- _Excerpted passage_:
=====

The bleed between the two HKs was eventual and the reasons for that are more banal than anything else. I came to both at roughly the same time and under roughly the same emotional weather. I stayed, more by accident than design, at Chungking Mansions my first time there and a few weeks later, I saw my first Wong, Chungking Express, which was set in Chungking Mansions. The equivalences, if not cosmic, are quintessential Wong. I was heartbroken my first trip to HK and through some divine arrangement, or divine cruelty if you will, I would be in a heightened emotional state, not necessarily heartbreak but some permutation of it, every time I came back. The converging of opponent sensations until they taste the same - - rapture and agony, ecstasy and despair - - - has always been the sumptuous tang of Wong’s cinema and the sumptuous tang of every trip I take to HK. The overlap could be mere coincidence. But things are never as simple as mere coincidence in Wong’s HK.
Wong’s HK isn’t the HK of Johnnie To and Fruit Chan, no. I love their HKs, too. As much, sometimes more. But Wong’s HK is a skittish organism all its own, a city that seems perpetually on the verge of a nervous breakdown, amok with dilapidated lovelifes, persistent with memory, translucent with melancholia, hopelessly devoted to the frantic pursuit of fugitive and maddening and slippery love and where the random collision of strangers is not as random as you think and sometimes it can be a bitch to tell where happenstance ends and fate begins or if there’s any difference between the two.
HK is perpetually alive with a siege of ghosts , coloring the aura, configuring the atmosphere.
Foreign cities emit sensations of getaway and bewilderment. I get that from HK,too. But pickled with a rarefied quality by the sensations I associate with these ghosts : a kind of heightened catharsis that invigorates even the most melancholic of situations. I've come here twice, deep in romantic harm ,and HK always had a way to make it hurt so good.
HK is ,simply put, my hot zone for all the colours of romance : metaphoric and abstract, specific and displaced, wistful and heartbroken. (excerpt from Episode of China Blonde)
“Do you believe in love?”

=====

- _Data_:
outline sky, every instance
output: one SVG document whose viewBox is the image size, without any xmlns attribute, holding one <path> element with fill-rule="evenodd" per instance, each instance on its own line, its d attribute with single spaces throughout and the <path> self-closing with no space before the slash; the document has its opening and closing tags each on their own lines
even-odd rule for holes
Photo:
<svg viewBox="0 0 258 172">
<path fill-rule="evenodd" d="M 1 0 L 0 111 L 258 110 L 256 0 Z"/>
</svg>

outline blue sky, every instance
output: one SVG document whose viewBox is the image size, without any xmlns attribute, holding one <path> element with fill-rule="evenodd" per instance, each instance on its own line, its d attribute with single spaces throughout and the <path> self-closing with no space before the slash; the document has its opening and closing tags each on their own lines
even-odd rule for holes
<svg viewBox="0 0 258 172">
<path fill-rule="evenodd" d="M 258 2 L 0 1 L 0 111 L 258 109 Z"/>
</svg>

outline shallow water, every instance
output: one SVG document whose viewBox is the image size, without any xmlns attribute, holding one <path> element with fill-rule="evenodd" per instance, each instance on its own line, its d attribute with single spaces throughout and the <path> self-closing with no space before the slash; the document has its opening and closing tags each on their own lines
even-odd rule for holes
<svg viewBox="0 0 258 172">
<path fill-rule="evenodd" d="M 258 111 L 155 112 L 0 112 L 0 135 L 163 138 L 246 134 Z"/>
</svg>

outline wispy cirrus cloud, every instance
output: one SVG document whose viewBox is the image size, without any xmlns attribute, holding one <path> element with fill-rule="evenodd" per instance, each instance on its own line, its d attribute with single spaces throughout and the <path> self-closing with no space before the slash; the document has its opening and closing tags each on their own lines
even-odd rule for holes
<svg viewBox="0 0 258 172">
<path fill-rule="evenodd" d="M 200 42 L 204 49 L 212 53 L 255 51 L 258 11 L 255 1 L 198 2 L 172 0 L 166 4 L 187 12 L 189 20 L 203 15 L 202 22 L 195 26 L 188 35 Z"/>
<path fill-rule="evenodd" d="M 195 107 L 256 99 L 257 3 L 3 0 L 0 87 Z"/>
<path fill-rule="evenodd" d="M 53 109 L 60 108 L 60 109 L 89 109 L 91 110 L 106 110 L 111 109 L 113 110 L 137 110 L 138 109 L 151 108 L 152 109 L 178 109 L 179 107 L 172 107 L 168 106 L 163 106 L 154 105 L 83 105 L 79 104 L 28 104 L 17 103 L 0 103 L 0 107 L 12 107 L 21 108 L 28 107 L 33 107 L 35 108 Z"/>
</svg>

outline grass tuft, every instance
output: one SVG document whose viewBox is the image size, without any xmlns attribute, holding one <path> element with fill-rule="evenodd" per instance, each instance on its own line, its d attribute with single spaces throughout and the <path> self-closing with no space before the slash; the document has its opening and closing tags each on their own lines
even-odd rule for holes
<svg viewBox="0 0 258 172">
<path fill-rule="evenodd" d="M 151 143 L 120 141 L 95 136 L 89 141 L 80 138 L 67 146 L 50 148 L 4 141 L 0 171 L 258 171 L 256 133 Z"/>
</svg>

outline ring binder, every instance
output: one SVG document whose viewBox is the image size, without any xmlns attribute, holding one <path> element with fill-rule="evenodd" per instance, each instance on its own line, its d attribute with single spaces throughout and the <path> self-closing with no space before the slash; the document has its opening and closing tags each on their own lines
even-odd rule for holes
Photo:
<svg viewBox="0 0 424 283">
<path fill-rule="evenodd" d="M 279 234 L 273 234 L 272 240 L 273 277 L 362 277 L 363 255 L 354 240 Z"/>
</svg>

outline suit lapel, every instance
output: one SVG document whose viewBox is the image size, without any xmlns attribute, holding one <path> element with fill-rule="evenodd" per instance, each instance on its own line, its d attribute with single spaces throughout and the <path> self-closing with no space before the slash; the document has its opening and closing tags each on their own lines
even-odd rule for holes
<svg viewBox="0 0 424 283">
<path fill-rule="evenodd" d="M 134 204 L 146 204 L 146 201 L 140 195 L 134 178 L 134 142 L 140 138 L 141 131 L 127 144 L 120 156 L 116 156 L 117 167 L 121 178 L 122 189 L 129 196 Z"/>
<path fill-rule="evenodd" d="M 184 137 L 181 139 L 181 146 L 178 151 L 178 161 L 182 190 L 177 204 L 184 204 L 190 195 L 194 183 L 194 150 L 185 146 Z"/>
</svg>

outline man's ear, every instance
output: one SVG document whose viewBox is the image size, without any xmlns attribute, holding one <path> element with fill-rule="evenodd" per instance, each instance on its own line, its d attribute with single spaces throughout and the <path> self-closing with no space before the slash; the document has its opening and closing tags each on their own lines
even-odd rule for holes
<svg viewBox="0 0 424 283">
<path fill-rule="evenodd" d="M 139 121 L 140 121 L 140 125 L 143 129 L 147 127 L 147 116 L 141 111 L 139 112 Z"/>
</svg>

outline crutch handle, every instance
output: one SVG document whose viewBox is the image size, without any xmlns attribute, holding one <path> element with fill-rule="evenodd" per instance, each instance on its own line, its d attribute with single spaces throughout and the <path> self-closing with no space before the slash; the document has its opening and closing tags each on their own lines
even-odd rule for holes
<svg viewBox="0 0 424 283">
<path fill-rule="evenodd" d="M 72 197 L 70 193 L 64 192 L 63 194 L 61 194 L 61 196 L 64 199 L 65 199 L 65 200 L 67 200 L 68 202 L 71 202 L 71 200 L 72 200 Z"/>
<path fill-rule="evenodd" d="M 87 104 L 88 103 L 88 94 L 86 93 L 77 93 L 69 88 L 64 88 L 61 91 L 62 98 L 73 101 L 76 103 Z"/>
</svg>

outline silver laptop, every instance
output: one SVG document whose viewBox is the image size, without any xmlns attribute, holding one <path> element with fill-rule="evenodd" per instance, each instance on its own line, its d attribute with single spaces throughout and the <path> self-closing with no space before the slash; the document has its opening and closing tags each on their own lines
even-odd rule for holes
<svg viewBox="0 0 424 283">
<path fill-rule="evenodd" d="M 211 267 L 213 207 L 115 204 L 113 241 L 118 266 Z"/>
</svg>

=====

- _Problem 1_:
Write out the part of the essay on Wong's Hong Kong starting at "Wong’s HK isn’t" and ending at "configuring the atmosphere.".
- _Problem 2_:
Render this sentence from the essay on Wong's Hong Kong in Spanish: "Foreign cities emit sensations of getaway and bewilderment."
- _Problem 3_:
Answer these questions using the essay on Wong's Hong Kong:
(a) Where did the writer stay on the first trip to HK?
(b) Which two filmmakers besides Wong are named?
(c) How many times does the writer say they came to HK "deep in romantic harm"?

- _Exercise response 1_:
Wong’s HK isn’t the HK of Johnnie To and Fruit Chan, no. I love their HKs, too. As much, sometimes more. But Wong’s HK is a skittish organism all its own, a city that seems perpetually on the verge of a nervous breakdown, amok with dilapidated lovelifes, persistent with memory, translucent with melancholia, hopelessly devoted to the frantic pursuit of fugitive and maddening and slippery love and where the random collision of strangers is not as random as you think and sometimes it can be a bitch to tell where happenstance ends and fate begins or if there’s any difference between the two.
HK is perpetually alive with a siege of ghosts , coloring the aura, configuring the atmosphere.

- _Exercise response 2_:
Las ciudades extranjeras emiten sensaciones de escapada y desconcierto.

- _Exercise response 3_:
(a) Chungking Mansions
(b) Johnnie To and Fruit Chan
(c) Twice